FRAGMENTO DEL TEXTO:
┌──
Más adelante, pasada la mitad de la película, cuando Inger se encuentra próxima a la muerte, la pequeña Maren se le aproxima desde el fondo del salón, conversan sobre la conveniencia de tener una madre en el cielo. Johannes, ensombrecido, se reconoce impotente para evitar la muerte debido a la falta de fe de los demás. Mientras se produce el diálogo entre tío y sobrina, la cámara realiza un travelling circular en un tiempo de aproximadamente tres minutos; cuando la lente se sitúa frente a los actores, el tío gira lentamente la cabeza hacia la izquierda para que sus rostros no queden ocultos al espectador.
└──
INFORMACIÓN PROPORCIONADA:
┌──
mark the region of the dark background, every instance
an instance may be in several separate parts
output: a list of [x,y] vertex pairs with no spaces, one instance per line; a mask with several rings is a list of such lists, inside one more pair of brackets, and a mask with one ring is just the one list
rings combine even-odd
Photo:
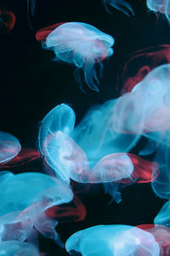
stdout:
[[[122,88],[116,89],[117,73],[129,54],[170,44],[167,20],[149,12],[145,1],[131,1],[135,12],[131,18],[112,8],[112,14],[108,14],[100,0],[37,1],[35,15],[30,16],[33,30],[28,23],[26,0],[0,3],[16,15],[14,27],[0,42],[0,130],[15,136],[23,147],[34,148],[39,124],[49,110],[62,102],[69,103],[78,123],[89,107],[120,96]],[[67,21],[91,24],[115,38],[115,53],[104,61],[99,93],[88,86],[87,93],[82,92],[73,76],[75,67],[53,61],[53,52],[42,49],[35,38],[40,28]],[[37,160],[14,172],[43,172],[43,167]],[[152,224],[164,203],[154,195],[150,183],[123,189],[122,201],[118,205],[108,205],[110,198],[100,184],[81,189],[78,197],[86,207],[87,216],[80,222],[73,218],[69,222],[60,222],[56,230],[64,242],[74,232],[93,225]],[[41,236],[40,250],[48,255],[68,255],[53,241]]]

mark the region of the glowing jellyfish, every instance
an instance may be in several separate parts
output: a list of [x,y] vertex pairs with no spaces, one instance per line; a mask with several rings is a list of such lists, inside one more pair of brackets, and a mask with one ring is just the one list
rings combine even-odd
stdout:
[[48,217],[45,211],[71,201],[70,187],[42,173],[0,174],[0,241],[35,242],[37,230],[62,246],[55,231],[58,221]]
[[170,63],[170,45],[160,44],[137,50],[125,58],[117,76],[122,94],[130,92],[155,67]]
[[81,70],[86,84],[99,91],[97,63],[102,74],[102,61],[113,54],[114,39],[96,27],[81,22],[67,22],[60,25],[47,37],[42,45],[54,51],[55,61],[74,64],[75,78],[82,89]]
[[13,135],[0,131],[0,163],[10,161],[20,151],[19,140]]
[[8,33],[14,26],[15,20],[15,15],[11,10],[0,4],[0,36]]
[[34,15],[36,10],[37,0],[27,0],[28,13],[31,11],[31,15]]
[[[61,104],[53,108],[42,119],[38,133],[38,149],[44,158],[45,162],[52,170],[59,170],[58,177],[68,182],[64,170],[58,163],[57,154],[60,145],[59,143],[59,132],[70,133],[75,125],[75,113],[71,107]],[[59,135],[59,137],[57,136]],[[62,137],[60,138],[62,141]]]
[[18,241],[0,242],[0,256],[39,256],[38,250],[31,244]]
[[151,234],[128,225],[99,225],[76,232],[65,248],[82,256],[159,256],[160,251]]
[[137,226],[154,236],[160,247],[159,256],[168,256],[170,253],[170,229],[163,225],[142,224]]
[[146,4],[148,9],[156,12],[165,14],[169,20],[170,3],[169,0],[147,0]]
[[144,136],[150,143],[140,154],[153,153],[167,137],[170,124],[169,78],[170,65],[159,66],[130,93],[116,101],[111,117],[113,129],[121,133],[139,135],[139,138]]
[[102,0],[104,5],[105,6],[107,11],[108,5],[110,5],[113,8],[123,12],[128,16],[134,15],[133,9],[128,0]]

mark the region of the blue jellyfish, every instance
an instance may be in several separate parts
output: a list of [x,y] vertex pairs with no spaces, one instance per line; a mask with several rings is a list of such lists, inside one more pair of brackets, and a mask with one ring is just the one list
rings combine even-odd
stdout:
[[170,2],[169,0],[147,0],[146,5],[149,9],[165,14],[168,21],[170,20]]
[[71,255],[76,251],[82,256],[160,255],[159,245],[151,234],[119,224],[98,225],[76,232],[66,241],[65,248]]
[[108,5],[116,8],[116,9],[123,12],[128,16],[134,15],[133,9],[130,3],[127,0],[102,0],[106,10],[108,10]]
[[[53,108],[42,119],[38,133],[38,150],[44,161],[52,170],[58,170],[57,177],[69,183],[65,169],[60,166],[58,150],[62,143],[62,135],[69,134],[74,129],[76,116],[73,109],[66,104]],[[61,132],[62,131],[62,132]]]
[[45,211],[72,200],[68,185],[42,173],[3,172],[0,191],[0,241],[36,241],[37,230],[62,246],[55,231],[58,221],[48,217]]
[[0,163],[5,164],[14,158],[20,151],[19,140],[13,135],[0,131]]
[[67,22],[50,32],[42,45],[54,51],[55,61],[72,63],[76,67],[75,78],[82,90],[81,70],[86,84],[99,91],[97,63],[102,74],[102,61],[113,54],[114,39],[96,27],[81,22]]
[[28,242],[6,241],[0,242],[0,256],[39,256],[38,250]]

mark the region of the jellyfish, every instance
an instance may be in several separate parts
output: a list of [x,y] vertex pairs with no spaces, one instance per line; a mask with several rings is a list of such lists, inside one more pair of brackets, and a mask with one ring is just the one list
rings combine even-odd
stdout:
[[147,47],[132,53],[120,66],[116,87],[122,95],[132,91],[155,67],[170,63],[170,44]]
[[137,226],[154,236],[160,247],[159,256],[168,256],[170,253],[170,229],[159,224],[141,224]]
[[65,243],[69,253],[82,256],[159,256],[160,249],[154,236],[128,225],[98,225],[71,236]]
[[[44,161],[52,170],[58,169],[58,178],[68,182],[64,169],[59,166],[56,152],[60,145],[56,144],[60,132],[70,133],[74,129],[76,121],[73,109],[66,104],[53,108],[42,119],[38,133],[38,150]],[[60,138],[60,140],[62,140]],[[59,143],[59,140],[58,140]],[[60,168],[60,169],[59,169]],[[69,182],[68,182],[69,183]]]
[[8,33],[14,26],[16,17],[9,8],[0,4],[0,36]]
[[[113,54],[114,39],[96,27],[81,22],[66,22],[57,26],[42,42],[44,49],[54,51],[55,61],[74,64],[75,78],[82,90],[81,70],[86,84],[99,91],[97,67],[102,75],[102,61]],[[99,64],[99,65],[97,65]]]
[[108,10],[108,5],[116,8],[116,9],[122,11],[128,16],[134,15],[133,9],[130,3],[127,0],[102,0],[104,5],[105,6],[106,10]]
[[170,15],[170,3],[169,0],[147,0],[146,5],[149,9],[156,12],[164,14],[169,21]]
[[19,241],[6,241],[0,242],[0,256],[39,256],[36,247]]
[[36,2],[37,0],[27,0],[28,13],[31,11],[31,15],[34,15],[35,14]]
[[0,131],[0,163],[5,164],[14,159],[20,151],[19,140],[13,135]]
[[70,187],[43,173],[0,174],[0,241],[35,243],[37,230],[62,246],[55,231],[58,221],[48,217],[46,211],[71,201],[73,193]]

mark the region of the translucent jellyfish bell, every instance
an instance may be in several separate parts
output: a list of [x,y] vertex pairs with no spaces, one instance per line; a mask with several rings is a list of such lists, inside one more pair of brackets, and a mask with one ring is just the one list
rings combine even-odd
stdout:
[[128,0],[102,0],[102,2],[108,12],[109,10],[107,6],[110,5],[113,8],[116,8],[116,9],[122,11],[128,16],[134,15],[133,9]]
[[146,5],[149,9],[165,14],[168,21],[170,20],[170,3],[169,0],[147,0]]
[[76,232],[67,239],[65,248],[71,255],[76,251],[82,256],[159,256],[154,236],[128,225],[99,225]]
[[58,222],[45,211],[72,200],[68,185],[42,173],[4,172],[0,191],[0,241],[31,241],[37,230],[62,245],[54,229]]
[[13,135],[0,131],[0,163],[10,161],[20,151],[19,140]]
[[102,74],[102,61],[113,54],[114,39],[96,27],[81,22],[67,22],[60,25],[47,37],[42,44],[45,49],[54,51],[55,60],[72,63],[76,67],[75,77],[82,89],[81,69],[86,84],[99,91],[97,63]]
[[0,242],[0,256],[39,256],[38,250],[28,242],[7,241]]
[[[69,134],[74,128],[76,116],[73,109],[66,104],[53,108],[42,119],[38,133],[38,149],[45,162],[53,170],[59,170],[58,177],[67,180],[64,170],[57,160],[58,149],[63,143],[61,133]],[[61,132],[62,131],[62,132]]]

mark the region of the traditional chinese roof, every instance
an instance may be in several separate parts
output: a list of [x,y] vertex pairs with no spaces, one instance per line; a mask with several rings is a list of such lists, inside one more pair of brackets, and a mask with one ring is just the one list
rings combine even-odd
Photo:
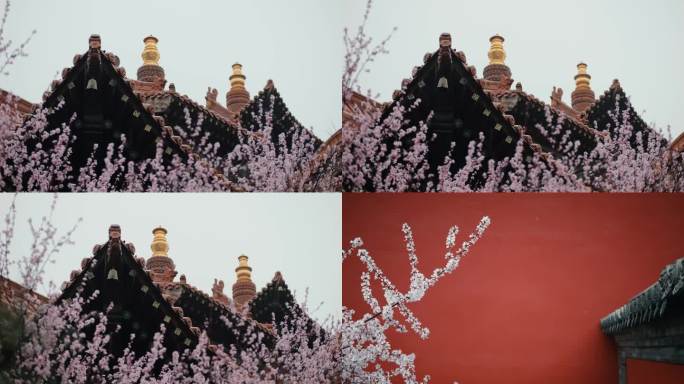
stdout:
[[[406,127],[419,126],[432,115],[428,137],[434,137],[434,140],[429,143],[427,156],[433,172],[447,153],[454,158],[458,168],[463,166],[468,143],[477,140],[481,133],[485,138],[485,164],[488,159],[510,158],[518,139],[522,138],[525,161],[536,153],[553,169],[553,157],[534,142],[514,116],[504,113],[501,103],[492,99],[491,90],[485,90],[482,81],[476,79],[475,67],[467,64],[465,54],[451,49],[448,34],[441,36],[440,48],[425,54],[423,61],[424,65],[414,68],[412,79],[402,81],[401,90],[394,92],[393,101],[384,108],[376,124],[382,124],[395,108],[406,111],[403,123]],[[494,72],[488,81],[506,82],[497,77],[501,71]],[[403,145],[410,145],[414,136],[402,137]],[[452,141],[455,142],[453,148],[450,147]]]
[[33,112],[33,109],[36,108],[36,105],[30,101],[25,100],[11,92],[7,92],[4,89],[0,89],[0,104],[9,104],[22,115],[27,115]]
[[226,348],[235,346],[242,350],[254,342],[251,339],[254,334],[260,334],[269,347],[275,343],[273,334],[264,325],[233,312],[228,306],[187,283],[167,285],[164,292],[169,301],[183,310],[184,316],[207,332],[212,344]]
[[608,88],[594,104],[589,106],[581,117],[587,124],[593,126],[595,129],[607,132],[612,137],[615,137],[617,134],[617,127],[611,116],[615,113],[616,107],[620,109],[620,112],[623,113],[623,115],[627,116],[627,122],[632,126],[633,140],[635,140],[637,133],[641,133],[644,141],[651,135],[656,135],[663,143],[666,142],[665,138],[663,138],[660,133],[653,130],[653,128],[649,127],[648,124],[641,119],[617,79],[613,80],[613,84],[611,84],[610,88]]
[[71,280],[65,283],[55,303],[77,295],[87,299],[95,291],[99,291],[99,295],[85,304],[84,312],[105,312],[109,303],[113,303],[107,315],[109,323],[121,326],[119,332],[112,334],[114,354],[123,351],[132,333],[136,334],[133,349],[146,351],[162,324],[166,327],[164,342],[168,348],[179,350],[194,346],[199,329],[184,316],[180,307],[164,298],[143,269],[143,259],[136,259],[134,255],[132,244],[119,239],[96,245],[93,257],[83,259],[81,270],[72,272]]
[[[53,81],[51,90],[44,94],[42,107],[51,112],[49,127],[65,124],[76,137],[70,158],[74,176],[91,156],[95,144],[99,145],[95,157],[104,158],[107,145],[120,145],[122,135],[126,137],[126,161],[152,158],[158,141],[163,144],[166,163],[175,156],[181,161],[187,161],[190,156],[195,161],[204,161],[205,153],[213,150],[218,156],[225,156],[239,143],[240,135],[260,130],[264,121],[255,120],[252,114],[258,110],[272,112],[273,140],[277,140],[280,133],[285,133],[288,139],[295,132],[311,134],[291,115],[270,81],[252,101],[246,91],[232,90],[235,91],[233,96],[242,100],[247,95],[247,99],[245,103],[233,102],[228,109],[218,104],[215,97],[210,100],[209,94],[205,107],[178,94],[173,84],[165,90],[166,79],[156,46],[158,39],[148,36],[144,42],[143,65],[138,69],[136,80],[126,78],[119,58],[102,50],[99,36],[93,35],[90,49],[76,55],[73,66],[65,68],[62,79]],[[244,83],[244,75],[233,73],[231,84],[240,81]],[[235,86],[239,88],[239,85]],[[230,111],[237,113],[237,117],[228,113]],[[75,118],[73,122],[72,118]],[[239,128],[240,123],[247,129]],[[199,126],[197,132],[193,129],[195,126]],[[318,146],[320,140],[311,136]],[[33,148],[29,148],[31,150]],[[240,190],[229,181],[234,181],[234,177],[223,175],[220,170],[215,173],[225,181],[228,189]],[[113,189],[122,187],[117,185]]]
[[[40,293],[27,289],[5,276],[0,276],[0,305],[4,304],[32,313],[47,302],[48,298]],[[23,308],[19,308],[22,306]]]
[[[601,329],[609,335],[622,334],[668,318],[684,320],[684,258],[667,265],[655,283],[601,319]],[[684,345],[684,333],[682,337]]]
[[271,282],[249,302],[252,318],[260,323],[272,323],[273,318],[278,323],[282,322],[290,312],[288,307],[300,310],[280,272],[276,272]]
[[[525,127],[525,133],[532,137],[535,143],[541,145],[545,152],[558,157],[563,155],[567,146],[559,143],[567,135],[568,142],[580,142],[580,152],[591,151],[596,146],[597,132],[579,121],[571,114],[554,108],[522,90],[510,90],[499,95],[504,110],[511,114],[516,123]],[[555,127],[560,124],[560,130]],[[541,130],[545,130],[546,134]],[[552,137],[555,143],[547,139]]]
[[269,80],[264,89],[259,91],[254,96],[252,101],[242,109],[240,112],[240,125],[252,132],[260,132],[267,124],[267,116],[260,111],[268,111],[271,113],[271,140],[278,141],[280,134],[285,134],[288,146],[292,144],[291,140],[295,134],[308,134],[314,139],[314,146],[318,148],[323,142],[316,137],[307,128],[297,121],[297,119],[290,113],[285,101],[283,101],[278,89]]
[[[162,324],[166,326],[165,342],[172,350],[194,346],[201,330],[207,332],[211,344],[226,349],[241,350],[255,342],[274,345],[274,335],[264,325],[271,322],[270,318],[260,324],[249,312],[247,316],[235,312],[230,305],[188,284],[185,276],[173,281],[176,273],[167,254],[166,232],[160,227],[154,234],[153,256],[147,263],[135,257],[132,244],[122,240],[110,239],[96,245],[93,257],[82,261],[80,271],[72,272],[55,303],[76,295],[88,298],[95,291],[99,296],[87,303],[84,311],[105,312],[112,302],[108,319],[123,327],[113,338],[114,353],[122,351],[131,333],[136,334],[135,350],[146,350]],[[152,265],[155,258],[168,260]],[[258,341],[254,335],[260,335]]]

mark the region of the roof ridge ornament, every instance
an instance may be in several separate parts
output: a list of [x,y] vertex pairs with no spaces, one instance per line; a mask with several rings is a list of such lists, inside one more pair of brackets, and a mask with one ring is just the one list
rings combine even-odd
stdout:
└──
OBJETIVO DEL EJERCICIO:
Reproduce completo y sin ningún cambio el fragmento de arriba sobre la escena entre Johannes y la pequeña Maren.

RESULTADO DEL EJERCICIO:
Más adelante, pasada la mitad de la película, cuando Inger se encuentra próxima a la muerte, la pequeña Maren se le aproxima desde el fondo del salón, conversan sobre la conveniencia de tener una madre en el cielo. Johannes, ensombrecido, se reconoce impotente para evitar la muerte debido a la falta de fe de los demás. Mientras se produce el diálogo entre tío y sobrina, la cámara realiza un travelling circular en un tiempo de aproximadamente tres minutos; cuando la lente se sitúa frente a los actores, el tío gira lentamente la cabeza hacia la izquierda para que sus rostros no queden ocultos al espectador.